■ **TO BE DONE**
• 1. Translate this sentence from the Edmund Staunton article into French: "He left Witney for the living of Bushey in Hertfordshire, which he shortly afterwards exchanged for Kingston upon Thames."
• 2. Transcribe the rows line for line, starting at the line that contains "Practice. Place a marker on each instance of the front" and continuing through the last line of the rows.

= Edmund Staunton =

English clergyman

Edmund Staunton (Stanton) (1600–1671) was an English clergyman, chosen by Parliament as President of Corpus Christi College, Oxford, and a member of the Westminster Assembly. Later he was a nonconformist minister.

==Life==
A younger son of Francis (afterwards Sir Francis) Staunton, he was born at Woburn, Bedfordshire, on 20 October 1600. He matriculated from Wadham College, Oxford, on 9 June 1615, and on 4 October following was admitted scholar of Corpus Christi. While still an undergraduate, on 22 March 1617, he was transferred from the Bedfordshire scholarship to the Bedfordshire fellowship. After an illness and an escape from drowning, he had, about 1620, in his own words, "many sad and serious thoughts concerning my spiritual and eternal state."

On proceeding M.A. in 1623, he selected the ministry as his profession, and commenced his clerical life as afternoon lecturer at Witney, where he was acceptable to the parishioners, but not to the rector. He left Witney for the living of Bushey in Hertfordshire, which he shortly afterwards exchanged for Kingston upon Thames. There he remained for about twenty years, being known by the name of "the searching preacher". He preached and catechised, taught from house to house, and set up a weekly lecture, attracting eminent names. While at Kingston he proceeded B.D.and D.D. at Oxford in 1634. He was chosen to be not only one of the assembly of divines which met at Westminster in 1643, but also one of the six preachers in Westminster Abbey.

When Robert Newlyn was ejected from the presidency of Corpus by the "committee of Lords and Commons for Reformation of the University of Oxford" (22 May 1648), Staunton, a former fellow, was appointed in his place. The actual ejection of Newlyn and assumption of the office by Staunton did not take place till 11 July 1649. Staunton was disciplinarian, and evangelical, incurring the ridicule of some royalists.

On 15 June 1652 Staunton, who had submitted to the "engagement" required by Parliament, was nominated by the committee of parliament to be on the new board of visitors, which was limited to ten. On the third board, nominated by Oliver Cromwell, the Lord Protector, about two years afterwards, Staunton's name does not appear.

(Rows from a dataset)
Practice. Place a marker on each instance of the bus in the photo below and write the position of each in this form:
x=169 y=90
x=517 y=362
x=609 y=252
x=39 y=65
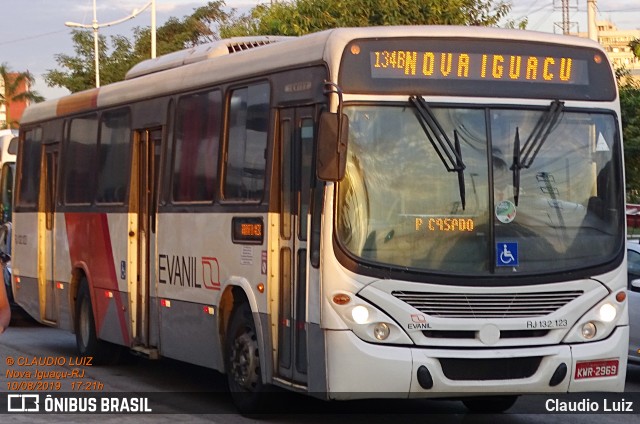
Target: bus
x=393 y=212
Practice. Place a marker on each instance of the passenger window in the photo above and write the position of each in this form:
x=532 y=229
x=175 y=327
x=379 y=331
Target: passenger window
x=81 y=160
x=197 y=138
x=247 y=143
x=29 y=174
x=114 y=150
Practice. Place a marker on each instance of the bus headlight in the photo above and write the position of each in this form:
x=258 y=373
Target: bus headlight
x=589 y=330
x=381 y=331
x=367 y=321
x=360 y=314
x=600 y=321
x=607 y=312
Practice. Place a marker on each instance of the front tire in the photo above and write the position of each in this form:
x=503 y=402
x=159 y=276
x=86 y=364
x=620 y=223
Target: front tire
x=242 y=362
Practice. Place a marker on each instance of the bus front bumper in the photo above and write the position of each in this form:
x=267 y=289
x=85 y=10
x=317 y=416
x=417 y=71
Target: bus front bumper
x=358 y=370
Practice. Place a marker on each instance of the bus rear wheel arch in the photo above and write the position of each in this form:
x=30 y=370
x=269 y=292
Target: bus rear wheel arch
x=87 y=342
x=242 y=361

■ **SOLUTIONS**
• 1. Il quitta Witney pour la cure de Bushey, dans le Hertfordshire, qu'il échangea peu après contre celle de Kingston upon Thames.

• 2.
Practice. Place a marker on each instance of the front tire in the photo above and write the position of each in this form:
x=503 y=402
x=159 y=276
x=86 y=364
x=620 y=223
Target: front tire
x=242 y=362
Practice. Place a marker on each instance of the bus front bumper in the photo above and write the position of each in this form:
x=267 y=289
x=85 y=10
x=317 y=416
x=417 y=71
Target: bus front bumper
x=358 y=370
Practice. Place a marker on each instance of the bus rear wheel arch in the photo above and write the position of each in this form:
x=30 y=370
x=269 y=292
Target: bus rear wheel arch
x=87 y=342
x=242 y=361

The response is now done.